__Consegna__
Riprendi la voce biografica su Niccolò Mascardi e prosegui il racconto a partire dall'ultima frase riportata.

__Testo fornito__
MASCARDI, Niccolò (Nicolò)
– Nacque a Sarzana il 5 sett. 1624 da Alberigo, giurista, e da Maria Federici.
La famiglia Mascardi, detentrice dei titoli di visdomini di Luni e di signori di Trebbiano, era giunta a Sarzana nel XV secolo e fu successivamente ascritta alla nobiltà genovese. I fratelli del M. seguirono quasi tutti la strada della vita religiosa: Giuseppe divenne sacerdote, Carlo Alderano e Alderano furono entrambi cappuccini, Faustina e Chiara monache, Agostino arcidiacono della cattedrale di Sarzana, Francesco fu gesuita (morì quando era ancora novizio). Il casato fu ereditato da Carlo, sposato con Caterina Cecchinelli, che fu come il padre uomo di legge e sarebbe diventato segretario della Repubblica di Genova.

__Estratto dei dati__
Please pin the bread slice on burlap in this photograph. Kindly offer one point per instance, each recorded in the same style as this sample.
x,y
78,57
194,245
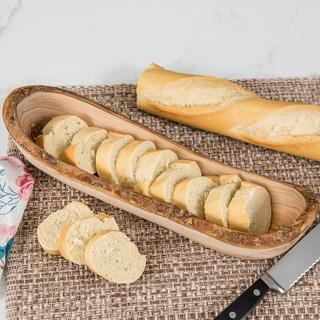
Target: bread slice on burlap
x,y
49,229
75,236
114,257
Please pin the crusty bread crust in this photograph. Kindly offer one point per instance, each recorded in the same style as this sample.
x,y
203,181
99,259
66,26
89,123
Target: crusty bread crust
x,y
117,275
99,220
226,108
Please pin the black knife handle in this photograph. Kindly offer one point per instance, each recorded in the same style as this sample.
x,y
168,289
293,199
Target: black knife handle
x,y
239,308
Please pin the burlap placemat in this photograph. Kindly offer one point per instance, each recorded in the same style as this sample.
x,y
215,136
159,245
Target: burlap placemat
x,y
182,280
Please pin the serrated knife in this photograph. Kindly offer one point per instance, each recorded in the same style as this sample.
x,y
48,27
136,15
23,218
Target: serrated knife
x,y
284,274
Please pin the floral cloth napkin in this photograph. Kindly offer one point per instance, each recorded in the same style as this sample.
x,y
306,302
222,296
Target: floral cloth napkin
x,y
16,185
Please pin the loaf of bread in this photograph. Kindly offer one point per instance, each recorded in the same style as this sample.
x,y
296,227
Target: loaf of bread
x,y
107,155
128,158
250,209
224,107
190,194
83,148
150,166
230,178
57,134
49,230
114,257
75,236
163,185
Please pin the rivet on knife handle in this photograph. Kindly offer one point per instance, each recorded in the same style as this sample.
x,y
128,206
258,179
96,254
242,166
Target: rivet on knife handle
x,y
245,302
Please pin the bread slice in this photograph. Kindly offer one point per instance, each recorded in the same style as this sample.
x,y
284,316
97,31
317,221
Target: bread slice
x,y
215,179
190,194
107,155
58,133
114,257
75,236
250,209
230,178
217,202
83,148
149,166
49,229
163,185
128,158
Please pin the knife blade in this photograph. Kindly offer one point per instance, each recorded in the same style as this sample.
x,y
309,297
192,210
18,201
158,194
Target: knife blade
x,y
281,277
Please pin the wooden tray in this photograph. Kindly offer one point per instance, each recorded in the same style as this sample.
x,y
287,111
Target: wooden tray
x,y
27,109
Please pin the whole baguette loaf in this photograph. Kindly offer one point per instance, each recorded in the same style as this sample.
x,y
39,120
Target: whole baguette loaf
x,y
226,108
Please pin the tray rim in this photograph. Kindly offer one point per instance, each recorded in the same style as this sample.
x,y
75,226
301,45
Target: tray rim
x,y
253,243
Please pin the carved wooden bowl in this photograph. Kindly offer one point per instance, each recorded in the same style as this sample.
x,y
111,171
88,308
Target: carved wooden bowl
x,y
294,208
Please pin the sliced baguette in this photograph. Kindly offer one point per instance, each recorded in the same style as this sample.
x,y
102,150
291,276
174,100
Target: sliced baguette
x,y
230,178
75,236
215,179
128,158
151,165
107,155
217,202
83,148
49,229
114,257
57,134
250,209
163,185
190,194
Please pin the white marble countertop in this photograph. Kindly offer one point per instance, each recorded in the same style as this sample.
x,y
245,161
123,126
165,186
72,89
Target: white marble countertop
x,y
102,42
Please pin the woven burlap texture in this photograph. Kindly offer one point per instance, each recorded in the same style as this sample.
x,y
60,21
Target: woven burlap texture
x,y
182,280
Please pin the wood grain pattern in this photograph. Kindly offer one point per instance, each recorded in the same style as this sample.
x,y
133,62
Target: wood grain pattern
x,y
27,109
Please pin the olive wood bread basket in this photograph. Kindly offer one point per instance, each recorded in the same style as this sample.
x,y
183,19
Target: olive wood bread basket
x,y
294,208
==
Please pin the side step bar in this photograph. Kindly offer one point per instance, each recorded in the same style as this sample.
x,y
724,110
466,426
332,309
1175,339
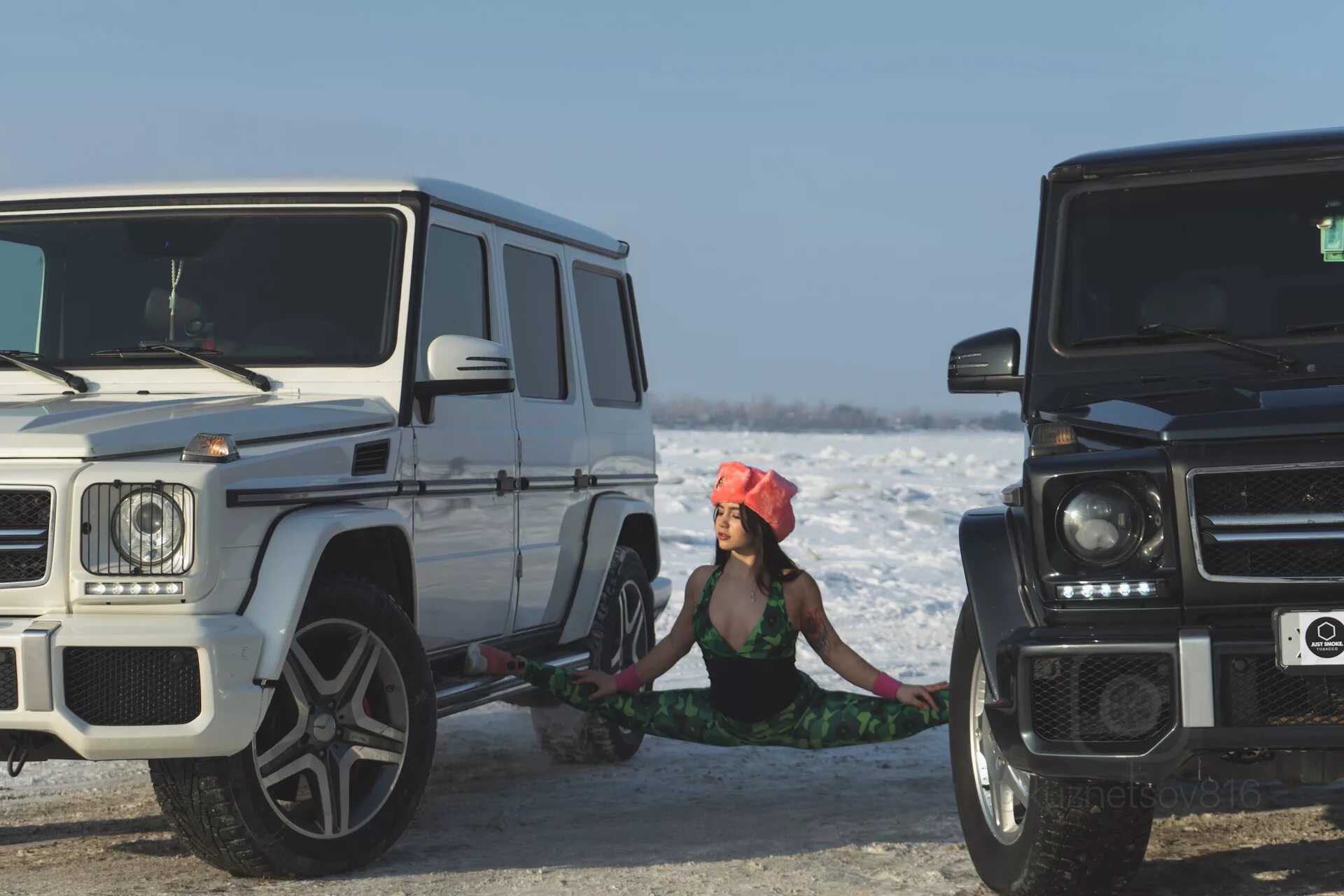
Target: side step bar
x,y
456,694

__Risposta__
La famiglia si trasferì a Roma quando il M. era ragazzo; lì egli fece ingresso nel Collegio romano della Compagnia di Gesù. In una lettera scritta da Sarzana durante un periodo di vacanza, datata 14 ott. 1638 e indirizzata a Carlo Francesco De Luca, suo primo maestro nel Collegio, il M. espresse il desiderio di entrare nella Compagnia di Gesù e, contro il parere di suo padre, di tornare a Roma per realizzarlo nel più breve tempo possibile (Rosso, p.12). Il M. partì da Sarzana e il 20 ottobre era già a Roma, dove preferì alloggiare nel Collegio romano piuttosto che nella casa dei genitori. Iniziò quindi il suo noviziato presso la casa di S. Andrea al Quirinale, dove ebbe tra i suoi maestri Giovanni Paolo Oliva, futuro generale della Compagnia. Al termine del noviziato studiò per due anni (1640-42) retorica e per tre anni (1642-45) filosofia nel Collegio romano. A Roma fu allievo del matematico ed erudito tedesco Athanasius Kircher, con cui avrebbe conservato negli anni una fitta corrispondenza, nella quale fornisce dettagliati resoconti della sua attività di esplorazione e di osservazione geografico-astronomica.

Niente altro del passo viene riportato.